Adam, thanks for your fast answer.

I only posted metrics with significant changes before/after crash. That was
not the case for message queues and process counts, but for info here are
the values before the crash, when RAM is saturated:

  "os_proc_count":2,
  "stale_proc_count":0,
  "process_count":1520,
  "process_limit":262144,
  "message_queues":{
    "couch_file":{
      "count":541,
      "min":0,
      "max":0,
      "50":0,
      "90":0,
      "99":0
    },
    "couch_db_updater":{
      "count":479,
      "min":0,
      "max":0,
      "50":0,
      "90":0,
      "99":0
    },
    "folsom_sample_slide_sup":0,
    "chttpd_auth_cache":0,
    "global_changes_sup":0,
    "couch_drv":0,
    "chttpd":0,
    ...
    ... (all other values are 0)

Thanks for clarifying that context_switches, reductions, etc. are simple
counters (I was wondering if they were *totals* or *per hour/day*).

[Supplied data]
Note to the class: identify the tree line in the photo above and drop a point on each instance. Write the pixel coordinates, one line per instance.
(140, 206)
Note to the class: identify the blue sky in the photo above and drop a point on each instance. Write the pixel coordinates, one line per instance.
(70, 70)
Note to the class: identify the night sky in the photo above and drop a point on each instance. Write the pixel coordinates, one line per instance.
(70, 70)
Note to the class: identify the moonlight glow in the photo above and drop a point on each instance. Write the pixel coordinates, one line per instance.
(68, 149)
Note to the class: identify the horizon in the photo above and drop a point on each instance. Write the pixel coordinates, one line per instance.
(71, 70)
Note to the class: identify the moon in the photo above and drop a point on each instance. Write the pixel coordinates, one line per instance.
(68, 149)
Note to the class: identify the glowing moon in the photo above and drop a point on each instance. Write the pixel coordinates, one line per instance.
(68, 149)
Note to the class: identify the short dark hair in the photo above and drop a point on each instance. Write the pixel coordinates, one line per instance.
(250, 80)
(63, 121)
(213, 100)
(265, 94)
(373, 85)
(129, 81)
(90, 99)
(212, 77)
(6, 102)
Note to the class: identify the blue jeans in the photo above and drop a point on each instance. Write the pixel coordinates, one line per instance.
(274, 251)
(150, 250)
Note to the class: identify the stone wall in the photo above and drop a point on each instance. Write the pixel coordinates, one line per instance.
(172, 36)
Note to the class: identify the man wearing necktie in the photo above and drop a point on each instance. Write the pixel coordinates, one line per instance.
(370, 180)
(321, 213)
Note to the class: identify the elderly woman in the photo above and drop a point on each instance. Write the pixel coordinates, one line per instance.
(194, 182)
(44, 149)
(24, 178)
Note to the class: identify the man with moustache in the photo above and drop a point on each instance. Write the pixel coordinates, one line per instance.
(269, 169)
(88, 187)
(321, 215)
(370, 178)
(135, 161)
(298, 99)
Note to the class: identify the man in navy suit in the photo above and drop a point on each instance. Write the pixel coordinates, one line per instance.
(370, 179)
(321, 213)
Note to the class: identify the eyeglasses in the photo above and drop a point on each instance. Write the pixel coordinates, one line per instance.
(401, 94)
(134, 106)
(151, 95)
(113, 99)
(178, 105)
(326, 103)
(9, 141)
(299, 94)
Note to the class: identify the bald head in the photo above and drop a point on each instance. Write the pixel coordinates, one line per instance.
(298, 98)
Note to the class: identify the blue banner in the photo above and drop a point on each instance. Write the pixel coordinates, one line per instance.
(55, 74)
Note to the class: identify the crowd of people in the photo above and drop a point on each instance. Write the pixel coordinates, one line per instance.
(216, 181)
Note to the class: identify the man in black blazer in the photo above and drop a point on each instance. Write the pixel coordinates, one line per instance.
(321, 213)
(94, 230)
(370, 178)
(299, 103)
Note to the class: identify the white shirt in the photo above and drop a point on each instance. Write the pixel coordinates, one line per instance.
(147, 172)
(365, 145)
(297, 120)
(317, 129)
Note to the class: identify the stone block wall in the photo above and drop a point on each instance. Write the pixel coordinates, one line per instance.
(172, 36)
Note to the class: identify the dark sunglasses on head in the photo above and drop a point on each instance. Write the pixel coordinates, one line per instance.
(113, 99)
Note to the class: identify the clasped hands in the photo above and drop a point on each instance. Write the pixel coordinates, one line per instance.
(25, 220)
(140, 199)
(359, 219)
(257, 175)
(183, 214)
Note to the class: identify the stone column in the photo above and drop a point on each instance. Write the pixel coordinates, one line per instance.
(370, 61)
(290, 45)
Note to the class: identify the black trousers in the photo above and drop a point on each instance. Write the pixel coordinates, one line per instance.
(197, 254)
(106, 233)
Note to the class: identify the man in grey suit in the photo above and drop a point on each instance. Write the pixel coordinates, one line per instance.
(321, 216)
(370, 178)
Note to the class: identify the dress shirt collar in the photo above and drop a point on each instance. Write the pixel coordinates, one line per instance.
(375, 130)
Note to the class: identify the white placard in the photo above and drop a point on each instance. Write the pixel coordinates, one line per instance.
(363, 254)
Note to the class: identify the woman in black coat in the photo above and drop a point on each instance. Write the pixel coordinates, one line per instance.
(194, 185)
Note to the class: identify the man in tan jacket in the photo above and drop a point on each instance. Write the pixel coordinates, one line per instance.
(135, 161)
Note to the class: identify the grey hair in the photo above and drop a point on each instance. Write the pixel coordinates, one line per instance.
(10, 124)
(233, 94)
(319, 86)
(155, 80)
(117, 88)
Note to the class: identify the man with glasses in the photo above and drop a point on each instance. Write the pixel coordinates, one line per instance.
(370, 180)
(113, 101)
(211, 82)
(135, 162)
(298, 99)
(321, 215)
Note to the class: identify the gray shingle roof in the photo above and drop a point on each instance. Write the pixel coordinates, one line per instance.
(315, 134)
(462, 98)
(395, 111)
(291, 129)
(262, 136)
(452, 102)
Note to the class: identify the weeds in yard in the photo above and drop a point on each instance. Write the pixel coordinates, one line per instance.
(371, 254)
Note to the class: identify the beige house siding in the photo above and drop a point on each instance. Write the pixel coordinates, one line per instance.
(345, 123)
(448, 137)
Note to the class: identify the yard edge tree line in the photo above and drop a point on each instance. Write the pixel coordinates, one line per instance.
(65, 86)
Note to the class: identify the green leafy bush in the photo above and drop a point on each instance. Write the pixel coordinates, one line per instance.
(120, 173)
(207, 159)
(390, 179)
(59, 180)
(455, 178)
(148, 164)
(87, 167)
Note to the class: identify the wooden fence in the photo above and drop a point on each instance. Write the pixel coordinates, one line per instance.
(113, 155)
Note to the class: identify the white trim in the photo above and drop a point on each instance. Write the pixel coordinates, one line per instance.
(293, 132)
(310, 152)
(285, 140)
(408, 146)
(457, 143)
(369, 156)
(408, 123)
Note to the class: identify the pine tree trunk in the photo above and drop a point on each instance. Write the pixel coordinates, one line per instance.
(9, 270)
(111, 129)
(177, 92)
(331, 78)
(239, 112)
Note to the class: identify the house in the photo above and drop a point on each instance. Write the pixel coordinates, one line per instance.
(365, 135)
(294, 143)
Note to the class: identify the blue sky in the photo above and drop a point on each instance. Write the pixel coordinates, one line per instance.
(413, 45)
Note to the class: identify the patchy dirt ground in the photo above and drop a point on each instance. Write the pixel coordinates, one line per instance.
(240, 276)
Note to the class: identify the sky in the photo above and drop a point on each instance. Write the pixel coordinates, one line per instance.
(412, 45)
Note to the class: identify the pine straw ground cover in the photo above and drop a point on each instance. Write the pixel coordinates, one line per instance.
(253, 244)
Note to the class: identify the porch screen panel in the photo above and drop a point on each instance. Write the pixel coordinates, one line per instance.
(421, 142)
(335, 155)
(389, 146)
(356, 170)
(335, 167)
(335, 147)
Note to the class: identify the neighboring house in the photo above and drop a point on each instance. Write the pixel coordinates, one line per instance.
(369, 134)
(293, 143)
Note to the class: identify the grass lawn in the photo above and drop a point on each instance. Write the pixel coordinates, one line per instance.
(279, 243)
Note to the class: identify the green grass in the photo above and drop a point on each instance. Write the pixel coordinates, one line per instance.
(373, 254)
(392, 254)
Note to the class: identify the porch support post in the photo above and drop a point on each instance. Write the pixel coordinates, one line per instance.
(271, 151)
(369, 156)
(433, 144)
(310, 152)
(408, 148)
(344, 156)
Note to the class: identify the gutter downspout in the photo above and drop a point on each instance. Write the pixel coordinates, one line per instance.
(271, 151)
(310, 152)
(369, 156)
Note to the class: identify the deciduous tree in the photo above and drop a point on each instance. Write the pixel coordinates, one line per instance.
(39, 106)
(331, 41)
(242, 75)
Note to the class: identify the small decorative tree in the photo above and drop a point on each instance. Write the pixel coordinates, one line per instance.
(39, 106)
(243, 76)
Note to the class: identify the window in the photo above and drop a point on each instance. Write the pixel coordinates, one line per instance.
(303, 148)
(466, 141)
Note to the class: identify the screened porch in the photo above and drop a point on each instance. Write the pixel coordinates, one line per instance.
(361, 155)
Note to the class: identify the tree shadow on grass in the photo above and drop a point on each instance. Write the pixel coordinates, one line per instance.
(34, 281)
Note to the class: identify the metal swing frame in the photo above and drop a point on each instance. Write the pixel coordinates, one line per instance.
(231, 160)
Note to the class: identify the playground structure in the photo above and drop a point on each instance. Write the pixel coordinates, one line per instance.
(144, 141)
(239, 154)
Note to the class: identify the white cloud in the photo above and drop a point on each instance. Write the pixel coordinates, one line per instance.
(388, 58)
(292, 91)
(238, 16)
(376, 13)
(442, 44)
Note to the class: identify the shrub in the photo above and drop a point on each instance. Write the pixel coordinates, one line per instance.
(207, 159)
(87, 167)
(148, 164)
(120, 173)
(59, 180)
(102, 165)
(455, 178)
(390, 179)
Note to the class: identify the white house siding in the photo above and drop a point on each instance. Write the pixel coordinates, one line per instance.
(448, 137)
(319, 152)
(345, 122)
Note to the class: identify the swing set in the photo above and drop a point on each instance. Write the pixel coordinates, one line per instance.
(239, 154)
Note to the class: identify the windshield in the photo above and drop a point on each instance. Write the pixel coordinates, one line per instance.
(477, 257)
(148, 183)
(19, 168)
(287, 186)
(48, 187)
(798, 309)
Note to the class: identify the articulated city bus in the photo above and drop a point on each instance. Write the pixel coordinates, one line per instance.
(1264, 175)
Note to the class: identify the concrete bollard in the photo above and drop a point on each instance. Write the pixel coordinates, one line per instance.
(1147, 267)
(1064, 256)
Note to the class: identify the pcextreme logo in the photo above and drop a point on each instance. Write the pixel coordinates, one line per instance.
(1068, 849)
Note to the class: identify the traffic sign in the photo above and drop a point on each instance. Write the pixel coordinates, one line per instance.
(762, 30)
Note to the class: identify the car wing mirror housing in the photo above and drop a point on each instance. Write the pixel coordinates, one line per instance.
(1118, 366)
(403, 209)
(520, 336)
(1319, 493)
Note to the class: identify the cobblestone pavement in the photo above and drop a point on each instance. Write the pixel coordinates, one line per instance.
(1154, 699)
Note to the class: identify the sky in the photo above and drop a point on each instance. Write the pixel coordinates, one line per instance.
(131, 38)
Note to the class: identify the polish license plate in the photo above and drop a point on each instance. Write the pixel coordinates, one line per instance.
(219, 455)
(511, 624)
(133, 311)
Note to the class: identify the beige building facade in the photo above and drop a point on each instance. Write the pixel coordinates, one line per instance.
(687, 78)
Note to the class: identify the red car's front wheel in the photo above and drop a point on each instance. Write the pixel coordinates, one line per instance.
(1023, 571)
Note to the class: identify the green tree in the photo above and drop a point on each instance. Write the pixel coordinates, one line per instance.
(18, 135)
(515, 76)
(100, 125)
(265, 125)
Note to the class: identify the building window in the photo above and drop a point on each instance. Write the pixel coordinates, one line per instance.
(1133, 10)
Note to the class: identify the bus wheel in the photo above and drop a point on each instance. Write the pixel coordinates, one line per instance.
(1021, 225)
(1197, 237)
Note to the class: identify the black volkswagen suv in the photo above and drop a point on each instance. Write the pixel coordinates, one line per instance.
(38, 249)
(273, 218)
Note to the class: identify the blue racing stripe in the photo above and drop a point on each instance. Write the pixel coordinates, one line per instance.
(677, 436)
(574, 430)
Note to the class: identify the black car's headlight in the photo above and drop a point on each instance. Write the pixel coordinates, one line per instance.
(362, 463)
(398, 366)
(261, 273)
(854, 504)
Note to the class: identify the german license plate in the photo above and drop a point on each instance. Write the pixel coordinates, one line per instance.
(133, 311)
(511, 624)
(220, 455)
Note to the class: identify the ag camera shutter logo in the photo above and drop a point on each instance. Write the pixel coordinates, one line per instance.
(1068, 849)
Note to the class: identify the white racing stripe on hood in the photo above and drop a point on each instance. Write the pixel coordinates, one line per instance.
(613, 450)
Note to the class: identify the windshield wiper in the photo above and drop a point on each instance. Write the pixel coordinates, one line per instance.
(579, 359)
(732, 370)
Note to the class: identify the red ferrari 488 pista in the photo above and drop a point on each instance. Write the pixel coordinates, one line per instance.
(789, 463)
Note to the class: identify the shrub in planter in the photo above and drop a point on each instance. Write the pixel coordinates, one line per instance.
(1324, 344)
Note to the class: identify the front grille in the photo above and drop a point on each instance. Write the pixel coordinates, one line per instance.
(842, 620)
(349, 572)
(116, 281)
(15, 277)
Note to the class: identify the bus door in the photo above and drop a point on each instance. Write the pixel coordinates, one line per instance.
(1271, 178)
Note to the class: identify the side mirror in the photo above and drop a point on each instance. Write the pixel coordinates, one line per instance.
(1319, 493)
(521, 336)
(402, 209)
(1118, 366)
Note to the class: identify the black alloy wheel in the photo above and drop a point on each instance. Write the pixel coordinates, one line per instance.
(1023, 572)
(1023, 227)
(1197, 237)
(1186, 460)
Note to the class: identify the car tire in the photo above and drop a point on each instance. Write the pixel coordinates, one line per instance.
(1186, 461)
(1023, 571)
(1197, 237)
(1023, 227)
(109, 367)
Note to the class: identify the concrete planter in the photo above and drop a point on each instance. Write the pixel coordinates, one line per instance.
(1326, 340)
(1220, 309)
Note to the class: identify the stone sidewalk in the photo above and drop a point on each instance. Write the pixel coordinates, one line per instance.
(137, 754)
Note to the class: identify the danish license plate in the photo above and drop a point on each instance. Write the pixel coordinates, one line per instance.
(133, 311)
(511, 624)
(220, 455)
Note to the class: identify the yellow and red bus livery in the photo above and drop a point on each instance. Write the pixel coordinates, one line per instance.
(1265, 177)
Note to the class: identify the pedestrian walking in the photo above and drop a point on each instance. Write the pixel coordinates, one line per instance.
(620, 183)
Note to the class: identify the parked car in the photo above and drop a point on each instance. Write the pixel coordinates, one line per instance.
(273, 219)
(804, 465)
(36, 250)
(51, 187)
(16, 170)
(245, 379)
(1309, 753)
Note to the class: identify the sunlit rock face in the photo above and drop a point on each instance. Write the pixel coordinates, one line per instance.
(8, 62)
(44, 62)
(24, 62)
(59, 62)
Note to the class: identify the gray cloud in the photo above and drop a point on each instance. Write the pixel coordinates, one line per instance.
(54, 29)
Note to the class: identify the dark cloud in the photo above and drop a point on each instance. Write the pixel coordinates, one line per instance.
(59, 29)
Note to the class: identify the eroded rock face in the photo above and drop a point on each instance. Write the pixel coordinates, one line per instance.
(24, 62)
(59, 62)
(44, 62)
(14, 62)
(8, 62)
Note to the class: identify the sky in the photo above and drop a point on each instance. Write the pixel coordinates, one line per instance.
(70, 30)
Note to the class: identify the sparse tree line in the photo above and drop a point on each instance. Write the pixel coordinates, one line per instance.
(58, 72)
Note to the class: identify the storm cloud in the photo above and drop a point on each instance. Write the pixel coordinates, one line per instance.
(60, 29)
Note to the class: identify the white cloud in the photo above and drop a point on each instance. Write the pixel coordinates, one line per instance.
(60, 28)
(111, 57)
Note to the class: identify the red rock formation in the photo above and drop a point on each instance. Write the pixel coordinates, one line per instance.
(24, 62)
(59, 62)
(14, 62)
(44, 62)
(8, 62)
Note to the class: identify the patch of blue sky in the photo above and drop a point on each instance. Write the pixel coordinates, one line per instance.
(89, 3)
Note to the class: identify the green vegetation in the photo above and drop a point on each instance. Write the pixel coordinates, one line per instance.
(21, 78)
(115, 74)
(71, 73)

[Parts of the exercise]
1 > In the forum post, what value is listed for "process_limit"?
2 > Collect every line of the records that contains the string "cloud". Case counts.
The forum post and the records have no connection to each other.

[Responses for each task]
1 > 262144

2 >
Note to the class: identify the white cloud in the photo above and drop a point on each instance. Write the pixel coordinates, one line per instance.
Note to the class: identify the gray cloud in the photo above and drop a point on each instance. Write the pixel coordinates, one line per instance.
Note to the class: identify the dark cloud in the photo above and drop a point on each instance. Write the pixel coordinates, one line per instance.
Note to the class: identify the storm cloud in the photo above and drop a point on each instance. Write the pixel coordinates, one line per instance.
Note to the class: identify the white cloud in the photo above and drop a point on each instance. Write the pixel coordinates, one line per instance.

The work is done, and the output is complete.